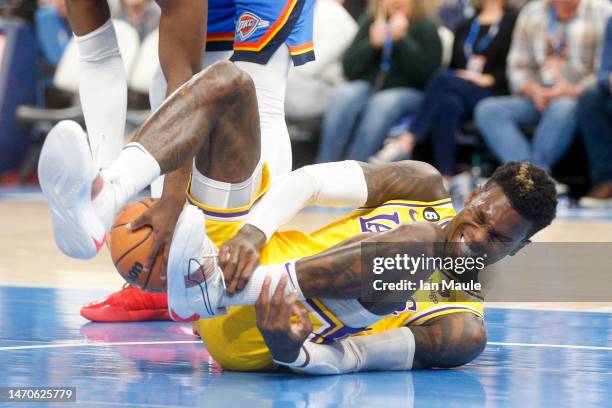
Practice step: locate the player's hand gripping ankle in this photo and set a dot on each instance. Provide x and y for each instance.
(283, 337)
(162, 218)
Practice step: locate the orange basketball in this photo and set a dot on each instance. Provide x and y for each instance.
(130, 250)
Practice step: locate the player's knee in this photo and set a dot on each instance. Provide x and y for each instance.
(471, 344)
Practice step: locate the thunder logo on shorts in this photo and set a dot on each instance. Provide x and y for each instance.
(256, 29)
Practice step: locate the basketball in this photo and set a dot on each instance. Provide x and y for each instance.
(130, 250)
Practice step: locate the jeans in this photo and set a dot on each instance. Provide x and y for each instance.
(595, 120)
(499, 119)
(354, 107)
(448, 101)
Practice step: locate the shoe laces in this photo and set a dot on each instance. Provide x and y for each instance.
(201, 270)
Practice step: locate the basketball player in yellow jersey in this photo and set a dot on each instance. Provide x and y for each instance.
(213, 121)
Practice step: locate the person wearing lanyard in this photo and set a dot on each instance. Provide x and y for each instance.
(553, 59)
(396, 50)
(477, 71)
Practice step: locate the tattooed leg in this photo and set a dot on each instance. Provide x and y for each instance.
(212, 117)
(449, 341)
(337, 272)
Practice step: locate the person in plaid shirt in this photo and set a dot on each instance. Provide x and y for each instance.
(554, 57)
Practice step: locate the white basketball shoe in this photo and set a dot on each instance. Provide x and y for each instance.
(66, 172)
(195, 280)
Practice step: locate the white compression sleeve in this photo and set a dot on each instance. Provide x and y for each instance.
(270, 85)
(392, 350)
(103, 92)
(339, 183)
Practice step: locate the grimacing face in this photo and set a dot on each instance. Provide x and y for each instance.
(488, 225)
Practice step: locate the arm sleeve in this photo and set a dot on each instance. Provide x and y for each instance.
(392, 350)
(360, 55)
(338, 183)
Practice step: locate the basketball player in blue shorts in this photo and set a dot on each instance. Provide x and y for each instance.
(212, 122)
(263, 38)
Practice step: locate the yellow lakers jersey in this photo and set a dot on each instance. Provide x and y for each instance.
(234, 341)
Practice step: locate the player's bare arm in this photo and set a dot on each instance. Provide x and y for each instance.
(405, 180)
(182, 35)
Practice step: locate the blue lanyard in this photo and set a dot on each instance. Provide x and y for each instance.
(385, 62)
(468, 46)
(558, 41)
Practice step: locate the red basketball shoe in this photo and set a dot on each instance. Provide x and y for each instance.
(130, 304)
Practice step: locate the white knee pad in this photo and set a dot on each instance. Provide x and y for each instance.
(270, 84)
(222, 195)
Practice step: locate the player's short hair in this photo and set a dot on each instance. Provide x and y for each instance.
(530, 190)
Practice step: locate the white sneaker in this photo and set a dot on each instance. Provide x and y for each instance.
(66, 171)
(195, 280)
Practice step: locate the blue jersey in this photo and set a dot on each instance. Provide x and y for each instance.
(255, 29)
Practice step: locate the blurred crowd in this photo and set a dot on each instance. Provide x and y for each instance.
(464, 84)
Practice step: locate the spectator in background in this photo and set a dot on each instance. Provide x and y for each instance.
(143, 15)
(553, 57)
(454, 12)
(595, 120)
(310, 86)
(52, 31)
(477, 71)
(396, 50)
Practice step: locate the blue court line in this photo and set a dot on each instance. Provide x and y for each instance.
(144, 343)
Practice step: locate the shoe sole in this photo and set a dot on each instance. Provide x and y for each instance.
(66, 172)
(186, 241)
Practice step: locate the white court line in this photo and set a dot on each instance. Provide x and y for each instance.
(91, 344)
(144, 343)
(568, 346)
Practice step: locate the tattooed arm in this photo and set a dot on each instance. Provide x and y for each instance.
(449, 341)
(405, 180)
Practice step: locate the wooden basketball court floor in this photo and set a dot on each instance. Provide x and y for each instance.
☆ ☆ ☆ ☆ ☆ ☆ ☆
• Task directions: Convert every line of the records above into a Markdown table with the columns Row and Line, numbering each row and skipping blank lines. Leave the pictures out of the table.

• Response to this task:
| Row | Line |
|---|---|
| 1 | Practice step: locate the player's hand gripping ankle in this photo and set a dot on each instance. Provide x and y for each instance. |
| 2 | (283, 337) |
| 3 | (162, 218) |
| 4 | Practice step: locate the orange basketball in this photo and set a dot on each instance. Provide x and y for each instance. |
| 5 | (130, 250) |
| 6 | Practice step: locate the player's knee in this photo and set a dot on each instance. Provide x and y for each instance. |
| 7 | (471, 344) |
| 8 | Practice step: locate the thunder logo on shorts in this photo and set a dot on each instance. Provide x and y for each instance. |
| 9 | (256, 29) |
| 10 | Practice step: locate the basketball in this photo and set a dot on each instance. Provide x and y for each instance. |
| 11 | (130, 250) |
| 12 | Practice step: locate the jeans in this photo and set a dot on each instance. Provide x and y for each instance. |
| 13 | (595, 120) |
| 14 | (499, 119) |
| 15 | (354, 107) |
| 16 | (448, 101) |
| 17 | Practice step: locate the shoe laces in this photo and set a dot on each instance. Provide x and y for each instance. |
| 18 | (201, 270) |
| 19 | Practice step: locate the basketball player in yellow jersey in this photo and set a dot on each instance. Provide x and y for each instance. |
| 20 | (213, 121) |
| 21 | Practice step: locate the person wearing lanyard in this photo and set a dot on each instance. Provide x and y for each instance. |
| 22 | (553, 59) |
| 23 | (396, 50) |
| 24 | (477, 71) |
| 25 | Practice step: locate the tattooed leg in this photo and set a dot on each instance. Provide x and y for each instance. |
| 26 | (212, 117) |
| 27 | (449, 341) |
| 28 | (337, 272) |
| 29 | Practice step: locate the person in plaid shirt in this photo and set a dot on each instance. Provide x and y for each instance. |
| 30 | (554, 57) |
| 31 | Practice step: locate the white basketball shoe in this photo and set a dot on each instance. Provide x and y for each instance. |
| 32 | (66, 172) |
| 33 | (195, 280) |
| 34 | Practice step: locate the white compression sleeve in this photo and set a dot on each instance. Provide x and y for each instance. |
| 35 | (270, 85) |
| 36 | (392, 350) |
| 37 | (103, 92) |
| 38 | (339, 183) |
| 39 | Practice step: locate the grimacing face in this photo and set a dot on each instance. Provide x and y for each instance. |
| 40 | (488, 225) |
| 41 | Practice step: locate the arm sleeve in this photo and set a dot on each instance. Provide x and y for each instance. |
| 42 | (392, 350) |
| 43 | (360, 55) |
| 44 | (338, 183) |
| 45 | Practice step: locate the basketball player in blue shorts in this photo and set a dot on each instance. Provide x and y for each instance. |
| 46 | (212, 122) |
| 47 | (263, 38) |
| 48 | Practice step: locate the yellow lakers jersey in this photo and set a dot on each instance. Provide x and y for each instance. |
| 49 | (234, 341) |
| 50 | Practice step: locate the player's bare arm in this photo and set a dot on each instance. Provide x and y for each instance. |
| 51 | (405, 180) |
| 52 | (182, 35) |
| 53 | Practice step: locate the blue lanyard in this photo and set a dot on each instance. Provide x and y for each instance. |
| 54 | (385, 62) |
| 55 | (468, 46) |
| 56 | (558, 41) |
| 57 | Practice step: locate the red basketball shoe in this photo and set a dot on each instance. Provide x and y for each instance. |
| 58 | (130, 304) |
| 59 | Practice step: locate the white knee pad in this photo and set a dot on each instance. Provide x and y for each instance. |
| 60 | (270, 84) |
| 61 | (222, 195) |
| 62 | Practice step: locate the player's short hair in this photo and set a dot on each instance. Provide x and y for each instance. |
| 63 | (530, 190) |
| 64 | Practice step: locate the white sneaker in this photo and set a dot on each instance. Provide x and y for each instance. |
| 65 | (66, 171) |
| 66 | (195, 280) |
| 67 | Practice step: locate the blue jersey in this photo and set a dot on each instance. Provide x and y for each instance. |
| 68 | (255, 29) |
| 69 | Practice step: locate the blurred crowd in this photo and set a dot on each instance. Provide x and y for each instance. |
| 70 | (464, 84) |
| 71 | Practice step: locate the spectator in background in this photo and set a dot on each instance. Provide x and y for each instance. |
| 72 | (143, 15) |
| 73 | (553, 57) |
| 74 | (454, 12) |
| 75 | (595, 120) |
| 76 | (310, 86) |
| 77 | (52, 31) |
| 78 | (477, 71) |
| 79 | (396, 50) |
| 80 | Practice step: locate the blue court line in this photo and set a dot on each instance. Provide x and y for each instance. |
| 81 | (144, 343) |
| 82 | Practice step: locate the shoe sole in this photo and set a dot on each instance. Provide x and y for each instance. |
| 83 | (66, 172) |
| 84 | (186, 241) |
| 85 | Practice step: locate the white court line in this photo and set a dot on each instance. Provide x and y for each instance. |
| 86 | (91, 344) |
| 87 | (144, 343) |
| 88 | (568, 346) |
| 89 | Practice step: locate the tattooed arm in this photo and set a dot on each instance. Provide x and y for each instance. |
| 90 | (449, 341) |
| 91 | (405, 180) |
| 92 | Practice step: locate the wooden basketball court floor in this photo and set a dot on each instance. Provide x and y for each instance. |